### Short task
Reproduce exactly the lines from the one containing "If you could mark the fishing line" through the end of the entries, including both. Drop the pictures.
⁂
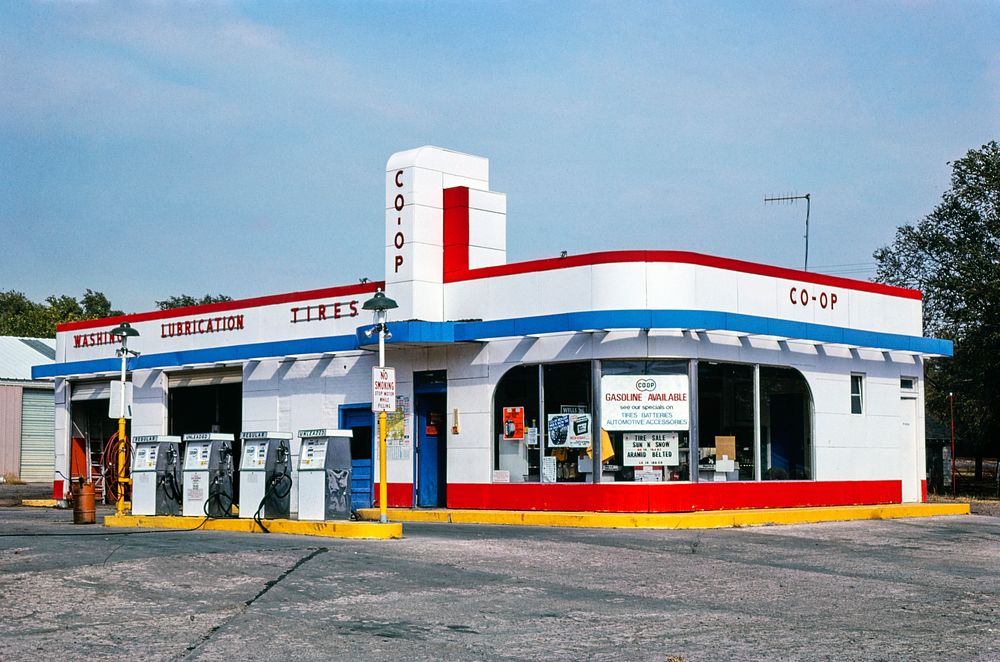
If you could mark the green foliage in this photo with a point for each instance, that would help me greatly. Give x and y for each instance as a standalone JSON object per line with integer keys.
{"x": 19, "y": 316}
{"x": 953, "y": 256}
{"x": 182, "y": 300}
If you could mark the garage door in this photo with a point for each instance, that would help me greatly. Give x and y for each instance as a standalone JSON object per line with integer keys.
{"x": 37, "y": 436}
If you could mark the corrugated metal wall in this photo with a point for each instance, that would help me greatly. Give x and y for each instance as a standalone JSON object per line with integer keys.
{"x": 10, "y": 430}
{"x": 38, "y": 436}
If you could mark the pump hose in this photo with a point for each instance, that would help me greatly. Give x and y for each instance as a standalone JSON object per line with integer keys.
{"x": 170, "y": 487}
{"x": 217, "y": 496}
{"x": 272, "y": 490}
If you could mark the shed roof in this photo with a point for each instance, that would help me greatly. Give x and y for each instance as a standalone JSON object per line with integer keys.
{"x": 18, "y": 355}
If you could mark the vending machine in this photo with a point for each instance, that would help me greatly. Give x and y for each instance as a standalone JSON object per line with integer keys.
{"x": 208, "y": 474}
{"x": 325, "y": 474}
{"x": 156, "y": 462}
{"x": 265, "y": 474}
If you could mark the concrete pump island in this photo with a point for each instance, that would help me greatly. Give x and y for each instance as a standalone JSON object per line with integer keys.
{"x": 621, "y": 388}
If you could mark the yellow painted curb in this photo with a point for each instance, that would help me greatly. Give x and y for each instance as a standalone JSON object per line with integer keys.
{"x": 40, "y": 503}
{"x": 696, "y": 520}
{"x": 328, "y": 529}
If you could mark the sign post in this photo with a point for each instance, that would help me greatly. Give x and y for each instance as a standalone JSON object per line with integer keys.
{"x": 383, "y": 391}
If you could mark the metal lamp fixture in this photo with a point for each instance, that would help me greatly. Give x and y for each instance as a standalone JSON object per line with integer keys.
{"x": 123, "y": 331}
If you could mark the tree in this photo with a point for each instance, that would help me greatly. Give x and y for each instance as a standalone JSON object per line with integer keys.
{"x": 19, "y": 316}
{"x": 182, "y": 300}
{"x": 953, "y": 256}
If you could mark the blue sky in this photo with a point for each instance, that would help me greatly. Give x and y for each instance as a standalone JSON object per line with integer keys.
{"x": 240, "y": 147}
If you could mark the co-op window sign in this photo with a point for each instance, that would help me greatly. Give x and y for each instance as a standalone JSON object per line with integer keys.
{"x": 645, "y": 397}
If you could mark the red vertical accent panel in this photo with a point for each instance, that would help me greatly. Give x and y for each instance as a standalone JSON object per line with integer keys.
{"x": 456, "y": 230}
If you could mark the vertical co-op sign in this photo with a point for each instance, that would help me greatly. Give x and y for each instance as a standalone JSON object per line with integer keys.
{"x": 383, "y": 389}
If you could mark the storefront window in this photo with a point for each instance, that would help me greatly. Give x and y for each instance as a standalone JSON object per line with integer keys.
{"x": 545, "y": 421}
{"x": 725, "y": 421}
{"x": 645, "y": 412}
{"x": 568, "y": 421}
{"x": 551, "y": 447}
{"x": 785, "y": 424}
{"x": 515, "y": 425}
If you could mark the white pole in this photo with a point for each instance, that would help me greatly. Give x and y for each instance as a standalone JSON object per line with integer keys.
{"x": 121, "y": 405}
{"x": 383, "y": 490}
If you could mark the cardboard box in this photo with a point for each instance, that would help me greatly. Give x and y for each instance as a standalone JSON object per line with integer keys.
{"x": 725, "y": 447}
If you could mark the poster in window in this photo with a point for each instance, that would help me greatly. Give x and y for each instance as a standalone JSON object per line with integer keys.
{"x": 644, "y": 402}
{"x": 651, "y": 449}
{"x": 569, "y": 430}
{"x": 513, "y": 423}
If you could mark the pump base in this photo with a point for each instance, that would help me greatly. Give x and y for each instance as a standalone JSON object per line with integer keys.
{"x": 327, "y": 529}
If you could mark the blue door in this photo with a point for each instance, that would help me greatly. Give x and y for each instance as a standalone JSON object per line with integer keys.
{"x": 431, "y": 450}
{"x": 359, "y": 419}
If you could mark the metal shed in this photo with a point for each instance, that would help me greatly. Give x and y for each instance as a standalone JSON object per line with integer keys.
{"x": 27, "y": 410}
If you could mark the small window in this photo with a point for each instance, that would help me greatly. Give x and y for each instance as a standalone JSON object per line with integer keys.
{"x": 857, "y": 394}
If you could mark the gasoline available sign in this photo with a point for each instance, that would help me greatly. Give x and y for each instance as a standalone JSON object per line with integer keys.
{"x": 645, "y": 402}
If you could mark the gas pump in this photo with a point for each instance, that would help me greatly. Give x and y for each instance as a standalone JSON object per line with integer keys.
{"x": 156, "y": 463}
{"x": 208, "y": 474}
{"x": 265, "y": 475}
{"x": 325, "y": 474}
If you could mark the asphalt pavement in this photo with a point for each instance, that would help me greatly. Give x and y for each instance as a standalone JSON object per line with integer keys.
{"x": 872, "y": 590}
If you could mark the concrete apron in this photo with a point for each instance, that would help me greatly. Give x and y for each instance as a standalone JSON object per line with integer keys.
{"x": 327, "y": 529}
{"x": 711, "y": 519}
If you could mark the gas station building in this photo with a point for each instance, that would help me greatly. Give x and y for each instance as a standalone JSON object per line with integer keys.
{"x": 624, "y": 381}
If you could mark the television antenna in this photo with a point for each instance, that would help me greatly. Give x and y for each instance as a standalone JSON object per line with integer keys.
{"x": 791, "y": 199}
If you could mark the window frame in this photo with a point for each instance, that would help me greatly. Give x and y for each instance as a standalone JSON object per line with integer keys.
{"x": 859, "y": 379}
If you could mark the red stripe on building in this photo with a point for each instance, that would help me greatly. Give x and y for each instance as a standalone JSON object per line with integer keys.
{"x": 399, "y": 495}
{"x": 668, "y": 498}
{"x": 456, "y": 236}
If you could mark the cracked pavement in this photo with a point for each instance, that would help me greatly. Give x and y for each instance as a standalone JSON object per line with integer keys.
{"x": 899, "y": 589}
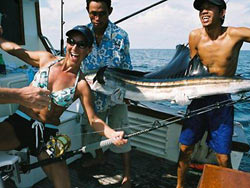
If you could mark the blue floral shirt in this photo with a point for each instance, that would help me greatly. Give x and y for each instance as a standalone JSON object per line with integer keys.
{"x": 113, "y": 51}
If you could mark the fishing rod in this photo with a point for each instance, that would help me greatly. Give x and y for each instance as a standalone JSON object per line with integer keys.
{"x": 156, "y": 125}
{"x": 142, "y": 10}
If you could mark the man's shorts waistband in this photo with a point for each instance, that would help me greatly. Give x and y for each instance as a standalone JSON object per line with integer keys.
{"x": 25, "y": 116}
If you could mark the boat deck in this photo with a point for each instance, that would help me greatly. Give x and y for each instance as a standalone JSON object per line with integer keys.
{"x": 147, "y": 172}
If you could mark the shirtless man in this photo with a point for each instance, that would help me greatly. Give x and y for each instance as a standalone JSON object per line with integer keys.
{"x": 218, "y": 48}
{"x": 27, "y": 96}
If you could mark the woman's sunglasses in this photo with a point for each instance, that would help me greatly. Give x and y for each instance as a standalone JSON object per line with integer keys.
{"x": 80, "y": 44}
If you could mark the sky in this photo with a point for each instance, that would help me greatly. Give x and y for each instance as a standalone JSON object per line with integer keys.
{"x": 161, "y": 27}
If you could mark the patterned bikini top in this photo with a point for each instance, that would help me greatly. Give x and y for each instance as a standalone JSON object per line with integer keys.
{"x": 64, "y": 97}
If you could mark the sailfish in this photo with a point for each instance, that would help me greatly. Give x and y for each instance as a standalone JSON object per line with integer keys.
{"x": 179, "y": 81}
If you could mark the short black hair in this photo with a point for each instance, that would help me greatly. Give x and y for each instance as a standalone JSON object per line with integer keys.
{"x": 108, "y": 3}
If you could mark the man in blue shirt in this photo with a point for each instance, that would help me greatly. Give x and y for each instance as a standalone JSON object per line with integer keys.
{"x": 110, "y": 48}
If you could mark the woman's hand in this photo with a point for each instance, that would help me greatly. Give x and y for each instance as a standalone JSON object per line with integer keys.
{"x": 118, "y": 139}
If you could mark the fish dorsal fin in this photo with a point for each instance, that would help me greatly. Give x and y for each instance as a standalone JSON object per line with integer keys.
{"x": 196, "y": 68}
{"x": 99, "y": 75}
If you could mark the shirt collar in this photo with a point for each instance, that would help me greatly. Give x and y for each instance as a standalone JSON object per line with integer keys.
{"x": 108, "y": 31}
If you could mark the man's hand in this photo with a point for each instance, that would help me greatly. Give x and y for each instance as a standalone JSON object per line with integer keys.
{"x": 34, "y": 97}
{"x": 118, "y": 139}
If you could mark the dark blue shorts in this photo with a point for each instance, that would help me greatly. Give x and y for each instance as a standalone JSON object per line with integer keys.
{"x": 218, "y": 123}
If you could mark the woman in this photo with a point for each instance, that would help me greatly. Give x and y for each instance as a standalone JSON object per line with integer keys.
{"x": 62, "y": 76}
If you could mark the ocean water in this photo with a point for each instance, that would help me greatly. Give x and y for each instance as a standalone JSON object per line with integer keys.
{"x": 148, "y": 60}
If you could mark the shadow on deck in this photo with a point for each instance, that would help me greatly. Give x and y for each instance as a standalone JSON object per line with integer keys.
{"x": 147, "y": 172}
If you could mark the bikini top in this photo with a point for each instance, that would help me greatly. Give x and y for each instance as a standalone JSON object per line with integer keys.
{"x": 64, "y": 97}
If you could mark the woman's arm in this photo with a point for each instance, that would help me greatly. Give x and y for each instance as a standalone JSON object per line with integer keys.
{"x": 28, "y": 96}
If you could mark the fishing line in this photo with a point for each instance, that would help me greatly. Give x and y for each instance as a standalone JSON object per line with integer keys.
{"x": 108, "y": 142}
{"x": 199, "y": 111}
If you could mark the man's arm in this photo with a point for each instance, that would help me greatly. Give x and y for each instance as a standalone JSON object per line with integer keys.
{"x": 28, "y": 96}
{"x": 242, "y": 33}
{"x": 33, "y": 58}
{"x": 193, "y": 41}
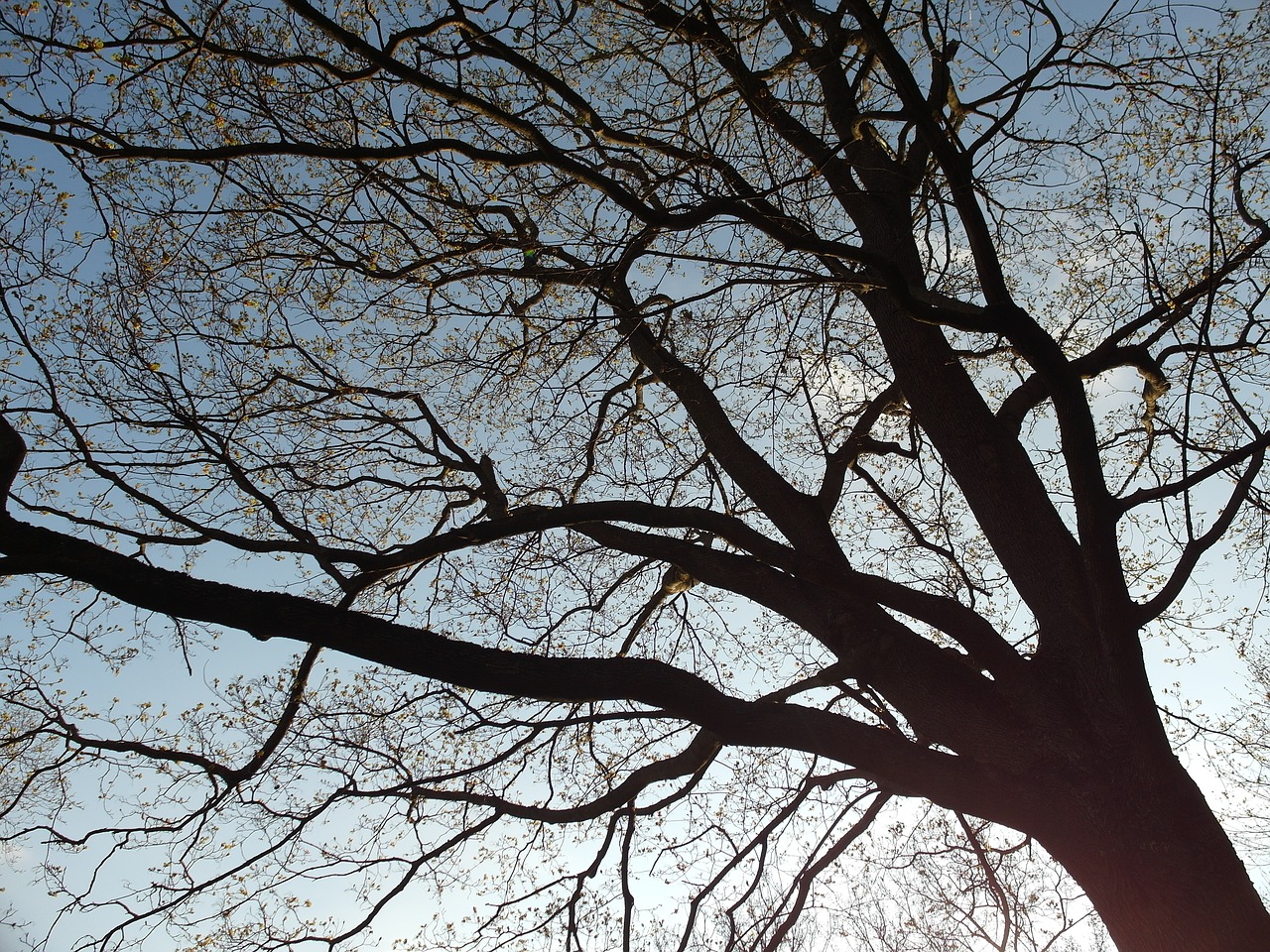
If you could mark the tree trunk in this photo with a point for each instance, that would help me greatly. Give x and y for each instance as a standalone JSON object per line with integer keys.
{"x": 1157, "y": 866}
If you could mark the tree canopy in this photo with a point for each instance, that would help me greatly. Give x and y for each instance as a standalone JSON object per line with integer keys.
{"x": 703, "y": 462}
⁂
### Problem solution
If you could mark the fishing line in this photo with a point for each instance, that would help me greatly. Give x and y for each instance as a standalone JSON object per line with integer keys.
{"x": 108, "y": 142}
{"x": 199, "y": 111}
If you could mark the man's arm in this photo with a point for each instance, that would help me greatly. Give x and y for each instance as a standalone JSON object per line with integer keys.
{"x": 28, "y": 96}
{"x": 242, "y": 33}
{"x": 33, "y": 58}
{"x": 193, "y": 41}
If you could mark the tree trunk in this photo with a point for each instance, that would help me greatly. Give x and y for each instance as a standalone JSON object per line with integer keys.
{"x": 1157, "y": 866}
If you could mark the tree canopy in this photo with a point for each instance, that would help me greatly. Give x and y for each instance as a standalone JSON object per line with integer keys.
{"x": 703, "y": 462}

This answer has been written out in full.